A eleição de Robert Prevost, agora papa Leão XIV, é a continuidade da aposta no capital simbólico humanitário
Por Renan William dos Santos, especial para o Jornal da USP*

A fumaça branca já se dissipou, mas as nuvens de expectativas sobre o novo papa ainda vão pairar pesadamente sobre o Vaticano pelos próximos dias. A escolha do norte-americano Robert Prevost, agora Leão XIV, não parece indicar, porém, grandes rupturas no horizonte. O que se desenha, até aqui, é a consolidação da guinada simbólica iniciada por Francisco: o esforço calculado de retomar um protagonismo global para a Igreja e de reforçar aquilo que poderíamos chamar de seu “capital humanitário”.
O nome adotado pelo novo pontífice é uma boa evidência disso. Leão XIV retoma simbolicamente a herança de Leão XIII, autor da Rerum Novarum (1891), encíclica que marca o nascimento oficial da doutrina social da Igreja. Naquele momento, quase no raiar do século 20, o papado buscava responder aos dilemas do industrialismo europeu, à emergência da “questão operária” e à expansão dos ideais socialistas. A Rerum Novarum posicionava-se, assim, como alternativa cristã aos “extremismos” — nem o liberalismo insensível aos dramas sociais, nem o coletivismo revolucionário.
Sim, caro leitor, a famosa “terceira via” já existe há um bom tempo. Articulada em torno do ideal de justiça social, do trabalho com dignidade e da defesa da função social da propriedade, a doutrina delineada por Leão XIII seria continuamente reafirmada nos pontificados seguintes. E foi também ela, nos últimos anos, que constituiu a principal escora dos discursos socioambientais encampados por Francisco. Em outras palavras, a “ecologia integral” encampada pelo papa argentino passou longe de inventar a roda: tratava-se de um aggiornamento discursivo que substituía a linguagem do operariado pela dos “pobres da terra”, dos refugiados e da “casa comum”.
Ao retomar o nome do papa da Rerum Novarum, Leão XIV sinaliza, então, a institucionalização dessa linha que já vinha sendo seguida no papado anterior. Por isso, ainda que o estilo de Francisco dificilmente seja replicado — sobretudo por um cardeal como Prevost, que não parece dispor do mesmo carisma de seu antecessor —, o investimento na performance humilde e humanitária (ou ecológico-humanitária) deve ser não apenas mantido, mas consolidado na gestão do trono de São Pedro.
A origem agostiniana de Prevost contribui para isso. Ao contrário dos jesuítas (ordem à qual pertencia Bergoglio, apesar da escolha do nome “Francisco”), os agostinianos pertencem a uma tradição mendicante que institucionalizou há séculos o voto de pobreza, a pregação entre os pobres e a simplicidade do cotidiano. Leão XIV encarna, portanto, de forma mais orgânica, uma espiritualidade que trata como faces da mesma moeda a evangelização e a caridade.
Graças à sua trajetória pastoral, Prevost tem também as melhores condições para aprofundar a conexão entre preocupação social, ação evangelizadora e cuidado ambiental. Por ter atuado como bispo e depois como arcebispo na Amazônia peruana, ele teve contato direto com comunidades ribeirinhas afetadas pela devastação florestal, pelo avanço da mineração ilegal e pela precarização das condições de vida produzida pelos desequilíbrios climáticos.

- [Tarefa curta A] Copie fielmente o trecho do texto sobre a eleição de Leão XIV que vai de "Ao retomar o" até "de São Pedro.".
- [Tarefa curta B] Dê sequência ao texto sobre a eleição de Leão XIV, escrevendo o que vem logo depois da última frase apresentada.

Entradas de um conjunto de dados

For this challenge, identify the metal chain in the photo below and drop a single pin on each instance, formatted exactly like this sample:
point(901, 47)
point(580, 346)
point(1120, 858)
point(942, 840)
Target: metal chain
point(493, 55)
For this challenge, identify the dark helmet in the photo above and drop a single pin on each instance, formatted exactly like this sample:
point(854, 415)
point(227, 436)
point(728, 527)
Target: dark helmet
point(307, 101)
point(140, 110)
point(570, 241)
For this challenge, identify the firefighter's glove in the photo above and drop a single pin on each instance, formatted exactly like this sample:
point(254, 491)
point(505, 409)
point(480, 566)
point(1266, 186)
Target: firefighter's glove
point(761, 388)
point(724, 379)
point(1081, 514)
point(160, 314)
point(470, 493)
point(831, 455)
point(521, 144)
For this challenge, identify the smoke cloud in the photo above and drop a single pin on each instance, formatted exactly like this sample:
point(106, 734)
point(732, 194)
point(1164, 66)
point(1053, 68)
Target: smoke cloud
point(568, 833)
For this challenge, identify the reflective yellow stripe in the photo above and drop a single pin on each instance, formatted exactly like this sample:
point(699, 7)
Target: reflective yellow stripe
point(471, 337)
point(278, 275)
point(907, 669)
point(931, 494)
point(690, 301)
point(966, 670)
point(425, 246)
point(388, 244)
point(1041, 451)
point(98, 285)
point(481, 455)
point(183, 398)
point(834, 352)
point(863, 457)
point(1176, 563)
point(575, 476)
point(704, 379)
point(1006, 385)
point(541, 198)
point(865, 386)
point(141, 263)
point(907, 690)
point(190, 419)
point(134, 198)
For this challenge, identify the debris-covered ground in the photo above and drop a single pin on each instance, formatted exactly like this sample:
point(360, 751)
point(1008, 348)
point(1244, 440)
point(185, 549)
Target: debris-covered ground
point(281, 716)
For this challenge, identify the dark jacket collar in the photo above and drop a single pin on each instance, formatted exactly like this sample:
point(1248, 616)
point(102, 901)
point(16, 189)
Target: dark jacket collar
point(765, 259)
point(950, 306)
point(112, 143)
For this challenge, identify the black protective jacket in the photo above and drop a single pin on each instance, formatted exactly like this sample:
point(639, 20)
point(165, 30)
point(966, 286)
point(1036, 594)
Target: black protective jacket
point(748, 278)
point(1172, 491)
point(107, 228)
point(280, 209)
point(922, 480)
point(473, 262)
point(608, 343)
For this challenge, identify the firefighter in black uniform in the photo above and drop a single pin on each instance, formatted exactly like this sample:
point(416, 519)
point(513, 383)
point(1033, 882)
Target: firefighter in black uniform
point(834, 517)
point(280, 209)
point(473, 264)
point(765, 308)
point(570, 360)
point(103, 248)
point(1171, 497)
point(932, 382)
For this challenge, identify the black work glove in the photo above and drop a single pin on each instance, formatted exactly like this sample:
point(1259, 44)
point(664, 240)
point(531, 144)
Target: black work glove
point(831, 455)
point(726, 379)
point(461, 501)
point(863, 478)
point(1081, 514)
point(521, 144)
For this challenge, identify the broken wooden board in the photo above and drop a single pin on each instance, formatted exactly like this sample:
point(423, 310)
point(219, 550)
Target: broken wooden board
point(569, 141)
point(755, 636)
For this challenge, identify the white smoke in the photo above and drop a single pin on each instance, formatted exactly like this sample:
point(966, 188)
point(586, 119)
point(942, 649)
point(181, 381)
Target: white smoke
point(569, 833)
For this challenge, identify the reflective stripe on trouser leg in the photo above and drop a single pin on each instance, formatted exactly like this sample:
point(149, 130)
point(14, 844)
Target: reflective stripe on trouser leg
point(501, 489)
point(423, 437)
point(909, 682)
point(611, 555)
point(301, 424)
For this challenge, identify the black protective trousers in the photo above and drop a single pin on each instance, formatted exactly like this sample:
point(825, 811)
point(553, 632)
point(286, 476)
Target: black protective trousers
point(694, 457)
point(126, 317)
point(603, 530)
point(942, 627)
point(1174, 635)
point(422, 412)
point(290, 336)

- [Resultado da tarefa A]
Ao retomar o nome do papa da Rerum Novarum, Leão XIV sinaliza, então, a institucionalização dessa linha que já vinha sendo seguida no papado anterior. Por isso, ainda que o estilo de Francisco dificilmente seja replicado — sobretudo por um cardeal como Prevost, que não parece dispor do mesmo carisma de seu antecessor —, o investimento na performance humilde e humanitária (ou ecológico-humanitária) deve ser não apenas mantido, mas consolidado na gestão do trono de São Pedro.

- [Resultado da tarefa B]
É, portanto, bastante provável que o discurso socioambiental católico ganhe ainda mais força sob Leão XIV. Mas é sempre bom temperar as expectativas com o senso dos limites que a própria teologia institucional impõe. Afinal, ainda estamos falando de um ambientalismo cristão que, embora atualizado em sua linguagem, segue sustentando a hierarquia da criação, isto é, uma narrativa em que a humanidade permanece no topo, e a natureza continua sendo objeto de uso e “gestão”.
Nesse contexto, causa alguma estranheza o entusiasmo de certos setores mais esperançosos diante de uma recente fala de Prevost, segundo a qual o domínio humano sobre a criação “não deve significar tirania”. A frase foi celebrada como sinal de sensibilidade e como prova de um possível “progressismo” ambiental. Mas convém perguntar: será que a defesa de um “domínio benevolente” é o máximo que o discurso cristão consegue alcançar em termos de crítica ao antropocentrismo? Não sei quanto aos outros, mas a mim ainda soa bastante limitada essa versão ecológica de um certo malufismo que apregoa: “domina, mas não devasta”.
A estética do possível: limites e expectativas quanto ao “progressismo” na Igreja
O entusiasmo de parte da opinião pública com a eleição de Leão XIV já começa a produzir os conhecidos movimentos de interpretação caridosa, em que cada gesto de moderação e o mínimo de bom senso são imediatamente convertidos em prova de “progressismo”. Tal aferição é quase sempre pontuada com uma frase do tipo: “levando-se em conta tal ou qual aspecto retrógrado, temos um avanço!”. Em suma, vigora uma lógica compensatória que julga o progresso à luz do retrocesso, adotando como critério de inovação a distância percorrida em relação ao próprio atraso.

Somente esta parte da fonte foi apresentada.